### Aufgabe 1
Wie viele Demonstranten wurden laut Aktivisten in den Kurdenregionen erschossen? Die Antwort steht im Artikel über die Proteste im Iran.
### Aufgabe 2
Stimmen diese Aussagen mit dem Artikel über die Proteste im Iran überein? Antworte jeweils mit Ja oder Nein und zitiere die entscheidenden Worte.
(a) Hintergrund der Proteste vor drei Jahren waren hohe Benzinpreise.
(b) Die Aktivisten haben zu fünftägigen Protesten aufgerufen.
(c) Mahsa Amini ist im Polizeigewahrsam gestorben.
### Aufgabe 3
Schreib den Artikel über die Proteste im Iran nach seinem letzten Satz weiter.

Logo
Aktuell Ausland

Schwerste Proteste seit Wochen im Iran

Aktivisten hatten zu dreitägigen Protesten und Streiks im Gedenken an den »blutigen November« von 2019 aufgerufen. Dabei ist es in den iranischen Provinzen zu teils gewaltsamen Vorfällen gekommen.

Teheran
Protest in der iranischen Hauptstadt nach dem Tod der 22-jährigen Mahsa Amini. Foto: Uncredited
Protest in der iranischen Hauptstadt nach dem Tod der 22-jährigen Mahsa Amini.
Foto: Uncredited

Gedenken an den »blutigen November« von 2019 haben die schwersten Proteste seit Wochen im Iran ausgelöst. In weiten Landesteilen strömten in der Nacht zu Mittwoch Menschen auf die Straßen, wie Augenzeugen berichteten. In der Hauptstadt Teheran waren chaotische Szenen zu beobachten. Demonstranten errichteten Straßensperren, Autofahrer gaben Hupkonzerte. Hunderte Menschen versammelten sich auf zentralen Plätzen und riefen Protestslogans gegen die Islamische Republik.

Während der Großteil der Straßenproteste friedlich verlief, kam es vor allem in den Provinzen wieder zu gewaltsamen Vorfällen. Mindestens zwei Sicherheitskräfte der Revolutionsgarden sowie ein schiitischer Geistlicher seien getötet worden, berichteten iranische Medien. Nach Angaben von Aktivisten wurden zwei Demonstranten in den Kurdenregionen erschossen. Berichten zufolge erfassten die Proteste Dutzende Städte und mehr als zwei Drittel der Landesprovinzen. Die Angaben aus den Protestgebieten sind schwer überprüfbar.

Ziviler Ungehorsam nimmt zu

Aktivisten hatten zu dreitägigen Protesten und Streiks im Gedenken an den »blutigen November« von 2019 aufgerufen. Hintergrund der Demonstrationen vor drei Jahren waren hohe Benzinpreise. Sie richteten sich jedoch schnell auch gegen die politische Führung in Teheran. Seit rund zwei Monaten demonstrieren erneut breite Gesellschaftsteile gegen die Islamische Republik. Auslöser war der Tod der jungen iranischen Kurdin Mahsa Amini im Polizeigewahrsam. Die Sittenpolizei hatte sie festgenommen, weil sie Mitte September gegen die islamischen Kleidungsvorschriften verstoßen haben soll.

### Datenauszüge

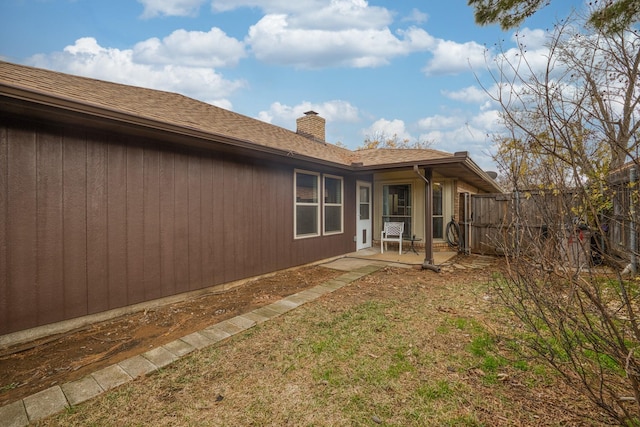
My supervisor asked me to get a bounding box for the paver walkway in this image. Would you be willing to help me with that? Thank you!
[0,249,476,427]
[0,258,387,427]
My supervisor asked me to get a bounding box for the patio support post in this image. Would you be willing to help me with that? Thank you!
[413,166,440,273]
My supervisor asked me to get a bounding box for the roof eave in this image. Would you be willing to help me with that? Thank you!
[0,83,353,170]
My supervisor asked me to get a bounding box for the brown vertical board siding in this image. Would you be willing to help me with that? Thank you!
[159,151,176,296]
[107,141,127,308]
[187,154,202,290]
[127,145,145,304]
[7,128,37,330]
[174,153,190,292]
[220,162,239,282]
[0,123,10,334]
[34,131,65,326]
[275,168,295,270]
[62,132,87,319]
[200,156,216,286]
[255,168,277,271]
[211,154,227,284]
[141,147,163,300]
[87,135,109,314]
[234,164,255,278]
[0,118,355,334]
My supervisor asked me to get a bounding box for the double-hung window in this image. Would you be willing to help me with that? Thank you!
[294,170,344,238]
[294,171,320,237]
[324,175,342,234]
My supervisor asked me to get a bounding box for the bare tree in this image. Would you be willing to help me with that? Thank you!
[486,12,640,425]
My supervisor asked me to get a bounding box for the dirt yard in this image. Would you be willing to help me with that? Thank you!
[0,267,344,406]
[0,256,606,426]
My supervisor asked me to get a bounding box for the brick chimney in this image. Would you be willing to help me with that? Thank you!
[296,111,325,142]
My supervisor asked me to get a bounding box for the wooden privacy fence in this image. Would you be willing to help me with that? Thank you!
[470,192,590,264]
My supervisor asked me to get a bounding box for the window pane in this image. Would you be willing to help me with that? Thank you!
[360,203,369,219]
[382,185,411,216]
[296,206,318,236]
[433,184,442,216]
[360,187,369,203]
[382,184,412,237]
[296,172,318,203]
[433,217,444,239]
[324,206,342,233]
[324,177,342,204]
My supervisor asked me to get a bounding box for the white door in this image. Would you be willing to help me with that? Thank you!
[356,181,371,251]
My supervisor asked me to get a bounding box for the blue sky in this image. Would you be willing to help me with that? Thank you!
[0,0,582,169]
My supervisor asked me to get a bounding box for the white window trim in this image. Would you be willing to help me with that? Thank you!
[322,174,344,236]
[293,169,323,239]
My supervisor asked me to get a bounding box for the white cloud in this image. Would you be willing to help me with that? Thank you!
[418,115,462,130]
[246,14,431,68]
[29,37,245,108]
[422,40,486,76]
[402,8,429,24]
[418,109,503,169]
[138,0,206,19]
[362,119,414,141]
[133,27,246,67]
[258,100,359,128]
[441,86,489,104]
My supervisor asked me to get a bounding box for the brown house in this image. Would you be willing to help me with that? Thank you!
[0,62,500,341]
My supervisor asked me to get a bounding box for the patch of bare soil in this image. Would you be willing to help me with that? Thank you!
[0,266,344,406]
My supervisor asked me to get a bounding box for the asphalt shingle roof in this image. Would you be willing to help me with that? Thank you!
[0,62,464,170]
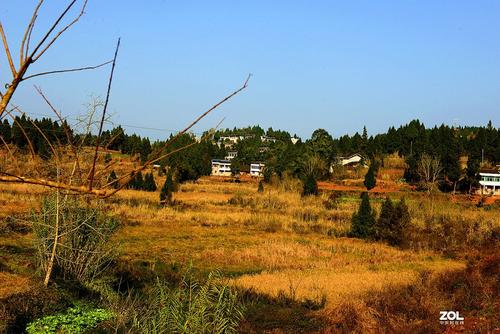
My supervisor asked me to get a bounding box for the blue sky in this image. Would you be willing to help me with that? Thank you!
[0,0,500,138]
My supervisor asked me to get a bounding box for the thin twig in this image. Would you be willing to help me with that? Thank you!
[21,60,113,81]
[89,38,120,190]
[0,22,17,77]
[31,0,88,62]
[19,0,44,65]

### Ergebnis 1
Zwei Demonstranten.

### Ergebnis 2
(a) Ja: „Hintergrund der Demonstrationen vor drei Jahren waren hohe Benzinpreise.“
(b) Nein: „Aktivisten hatten zu dreitägigen Protesten und Streiks im Gedenken an den »blutigen November« von 2019 aufgerufen.“
(c) Ja: „Auslöser war der Tod der jungen iranischen Kurdin Mahsa Amini im Polizeigewahrsam.“

### Ergebnis 3
Immer mehr Protestteilnehmer drückten auch mit zivilem Ungehorsam ihren Unmut aus. Auf den Straßen der Hauptstadt waren Paare zu beobachten, die sich in der Öffentlichkeit küssten - ein gesellschaftliches Tabu und unter Strafe verboten seit der Islamischen Revolution 1979. In anderen Teilen Teherans waren Lautsprecherdurchsagen zu hören: »Das ist ein roter Alarm, die Zeit der Revolution hat begonnen«, gefolgt von Sirenentönen, die einst bei Bombenalarm im Iran-Irak-Krieg (1980-1988) zu hören waren.

Drei weitere Todesurteile gegen Demonstranten

Im Zusammenhang mit den systemkritischen Protesten im Iran sind drei weitere Demonstranten zum Tode verurteilt worden. Dies berichtete die Nachrichtenagentur Fars am Mittwoch. Gegen die Todesurteile könne Berufung eingelegt werden, hieß es weiter. Einem Beschuldigten wird dem Bericht zufolge vorgeworfen, mit seinem Auto Polizisten angegriffen und dabei eine Person getötet zu haben. Ein weiteres Urteil wurde wegen Waffenbesitzes und Brandstiftung verhängt. Die dritte Person wurde als »Anführer von Protesten« sowie wegen Beschädigung öffentlichen Eigentums zum Tode verurteilt.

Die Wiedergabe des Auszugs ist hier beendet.